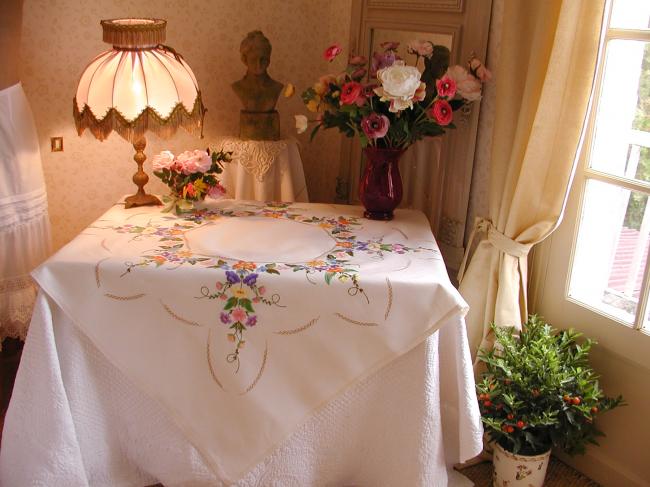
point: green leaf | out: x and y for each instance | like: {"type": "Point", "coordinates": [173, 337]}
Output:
{"type": "Point", "coordinates": [246, 304]}
{"type": "Point", "coordinates": [231, 303]}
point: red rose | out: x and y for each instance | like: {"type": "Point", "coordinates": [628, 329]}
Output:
{"type": "Point", "coordinates": [442, 112]}
{"type": "Point", "coordinates": [350, 92]}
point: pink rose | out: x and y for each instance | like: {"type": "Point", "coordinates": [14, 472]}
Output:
{"type": "Point", "coordinates": [375, 126]}
{"type": "Point", "coordinates": [217, 191]}
{"type": "Point", "coordinates": [446, 87]}
{"type": "Point", "coordinates": [239, 314]}
{"type": "Point", "coordinates": [350, 91]}
{"type": "Point", "coordinates": [357, 61]}
{"type": "Point", "coordinates": [477, 69]}
{"type": "Point", "coordinates": [332, 51]}
{"type": "Point", "coordinates": [421, 48]}
{"type": "Point", "coordinates": [442, 112]}
{"type": "Point", "coordinates": [164, 160]}
{"type": "Point", "coordinates": [194, 161]}
{"type": "Point", "coordinates": [467, 85]}
{"type": "Point", "coordinates": [189, 190]}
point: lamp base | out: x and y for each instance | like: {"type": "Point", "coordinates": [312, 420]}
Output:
{"type": "Point", "coordinates": [141, 199]}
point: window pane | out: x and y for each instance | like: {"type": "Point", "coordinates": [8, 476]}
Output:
{"type": "Point", "coordinates": [630, 14]}
{"type": "Point", "coordinates": [622, 130]}
{"type": "Point", "coordinates": [611, 250]}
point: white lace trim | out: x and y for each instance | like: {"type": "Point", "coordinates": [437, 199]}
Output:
{"type": "Point", "coordinates": [255, 156]}
{"type": "Point", "coordinates": [17, 296]}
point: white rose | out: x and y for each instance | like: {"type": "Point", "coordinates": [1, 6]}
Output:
{"type": "Point", "coordinates": [194, 161]}
{"type": "Point", "coordinates": [164, 160]}
{"type": "Point", "coordinates": [467, 85]}
{"type": "Point", "coordinates": [301, 123]}
{"type": "Point", "coordinates": [398, 85]}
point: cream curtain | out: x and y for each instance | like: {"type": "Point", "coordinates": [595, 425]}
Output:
{"type": "Point", "coordinates": [544, 78]}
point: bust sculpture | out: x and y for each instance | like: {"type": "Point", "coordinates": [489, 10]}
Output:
{"type": "Point", "coordinates": [257, 91]}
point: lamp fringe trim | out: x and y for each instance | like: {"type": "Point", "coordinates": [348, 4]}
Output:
{"type": "Point", "coordinates": [148, 120]}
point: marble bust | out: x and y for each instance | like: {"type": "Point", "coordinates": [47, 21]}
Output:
{"type": "Point", "coordinates": [257, 91]}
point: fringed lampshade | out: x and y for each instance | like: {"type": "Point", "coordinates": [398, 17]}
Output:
{"type": "Point", "coordinates": [140, 85]}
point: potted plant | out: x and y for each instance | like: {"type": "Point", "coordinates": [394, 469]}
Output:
{"type": "Point", "coordinates": [538, 392]}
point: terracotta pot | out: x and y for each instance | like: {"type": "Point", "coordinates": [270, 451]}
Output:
{"type": "Point", "coordinates": [380, 188]}
{"type": "Point", "coordinates": [512, 470]}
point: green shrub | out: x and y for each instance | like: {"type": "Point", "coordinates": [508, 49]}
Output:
{"type": "Point", "coordinates": [539, 390]}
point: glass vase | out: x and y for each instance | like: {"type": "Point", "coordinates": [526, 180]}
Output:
{"type": "Point", "coordinates": [380, 188]}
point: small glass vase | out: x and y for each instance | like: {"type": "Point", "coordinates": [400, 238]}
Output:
{"type": "Point", "coordinates": [380, 188]}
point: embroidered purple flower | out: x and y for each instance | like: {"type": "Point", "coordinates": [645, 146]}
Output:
{"type": "Point", "coordinates": [375, 126]}
{"type": "Point", "coordinates": [250, 280]}
{"type": "Point", "coordinates": [232, 277]}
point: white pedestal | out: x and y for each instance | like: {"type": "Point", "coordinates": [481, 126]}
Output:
{"type": "Point", "coordinates": [263, 170]}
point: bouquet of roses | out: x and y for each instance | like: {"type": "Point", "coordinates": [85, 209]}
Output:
{"type": "Point", "coordinates": [191, 176]}
{"type": "Point", "coordinates": [388, 103]}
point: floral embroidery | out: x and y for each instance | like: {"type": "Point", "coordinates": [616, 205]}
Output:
{"type": "Point", "coordinates": [240, 292]}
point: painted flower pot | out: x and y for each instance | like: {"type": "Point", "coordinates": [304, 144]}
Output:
{"type": "Point", "coordinates": [512, 470]}
{"type": "Point", "coordinates": [380, 188]}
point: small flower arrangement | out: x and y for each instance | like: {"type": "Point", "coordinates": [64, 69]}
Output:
{"type": "Point", "coordinates": [539, 390]}
{"type": "Point", "coordinates": [191, 176]}
{"type": "Point", "coordinates": [397, 105]}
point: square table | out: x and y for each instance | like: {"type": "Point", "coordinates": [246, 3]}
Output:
{"type": "Point", "coordinates": [244, 344]}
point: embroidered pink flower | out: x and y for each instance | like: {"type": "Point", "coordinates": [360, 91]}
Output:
{"type": "Point", "coordinates": [164, 160]}
{"type": "Point", "coordinates": [442, 112]}
{"type": "Point", "coordinates": [477, 69]}
{"type": "Point", "coordinates": [350, 91]}
{"type": "Point", "coordinates": [332, 51]}
{"type": "Point", "coordinates": [217, 191]}
{"type": "Point", "coordinates": [239, 315]}
{"type": "Point", "coordinates": [446, 87]}
{"type": "Point", "coordinates": [375, 126]}
{"type": "Point", "coordinates": [194, 161]}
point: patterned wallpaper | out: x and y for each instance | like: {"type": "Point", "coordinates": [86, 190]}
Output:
{"type": "Point", "coordinates": [61, 36]}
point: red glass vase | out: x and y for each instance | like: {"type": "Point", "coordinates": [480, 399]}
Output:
{"type": "Point", "coordinates": [380, 188]}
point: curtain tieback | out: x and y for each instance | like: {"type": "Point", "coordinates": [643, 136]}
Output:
{"type": "Point", "coordinates": [497, 239]}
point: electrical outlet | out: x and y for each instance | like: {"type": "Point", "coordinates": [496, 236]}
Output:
{"type": "Point", "coordinates": [56, 144]}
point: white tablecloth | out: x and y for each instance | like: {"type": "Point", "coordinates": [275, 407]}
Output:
{"type": "Point", "coordinates": [75, 420]}
{"type": "Point", "coordinates": [264, 170]}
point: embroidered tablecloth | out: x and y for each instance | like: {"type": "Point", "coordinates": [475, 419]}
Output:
{"type": "Point", "coordinates": [242, 319]}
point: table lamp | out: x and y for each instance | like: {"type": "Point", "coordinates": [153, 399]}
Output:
{"type": "Point", "coordinates": [140, 85]}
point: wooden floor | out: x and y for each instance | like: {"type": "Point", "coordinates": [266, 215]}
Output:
{"type": "Point", "coordinates": [559, 474]}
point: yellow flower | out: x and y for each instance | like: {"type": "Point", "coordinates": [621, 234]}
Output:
{"type": "Point", "coordinates": [312, 105]}
{"type": "Point", "coordinates": [240, 293]}
{"type": "Point", "coordinates": [289, 90]}
{"type": "Point", "coordinates": [320, 88]}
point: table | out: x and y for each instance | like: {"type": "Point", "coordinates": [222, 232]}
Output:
{"type": "Point", "coordinates": [369, 392]}
{"type": "Point", "coordinates": [264, 170]}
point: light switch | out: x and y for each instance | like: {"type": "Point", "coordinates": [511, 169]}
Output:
{"type": "Point", "coordinates": [57, 144]}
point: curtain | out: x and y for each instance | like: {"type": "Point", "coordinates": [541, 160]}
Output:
{"type": "Point", "coordinates": [543, 83]}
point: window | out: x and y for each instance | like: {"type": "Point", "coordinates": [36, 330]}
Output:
{"type": "Point", "coordinates": [609, 270]}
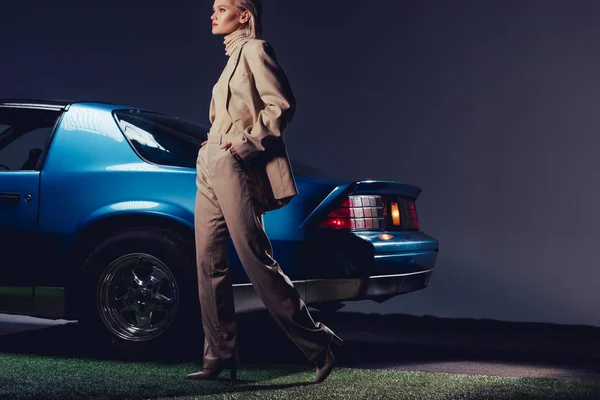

• • • • •

Using the records above, restate word for word the lines from the one with "point: small glass" through the one with "point: painted flower", both included.

- [RESULT]
point: small glass vase | out: x and y for each instance | like: {"type": "Point", "coordinates": [400, 238]}
Output:
{"type": "Point", "coordinates": [380, 188]}
point: embroidered purple flower | out: x and y for each instance | like: {"type": "Point", "coordinates": [645, 146]}
Output:
{"type": "Point", "coordinates": [375, 126]}
{"type": "Point", "coordinates": [250, 280]}
{"type": "Point", "coordinates": [232, 277]}
point: white pedestal | out: x and y for each instance | like: {"type": "Point", "coordinates": [481, 126]}
Output:
{"type": "Point", "coordinates": [263, 170]}
point: bouquet of roses | out: x and y for each instance | like: {"type": "Point", "coordinates": [85, 209]}
Output:
{"type": "Point", "coordinates": [191, 176]}
{"type": "Point", "coordinates": [388, 103]}
point: floral embroidery | out: x and y for each instance | like: {"type": "Point", "coordinates": [616, 205]}
Output:
{"type": "Point", "coordinates": [240, 292]}
point: painted flower pot | out: x and y for each instance | like: {"type": "Point", "coordinates": [304, 144]}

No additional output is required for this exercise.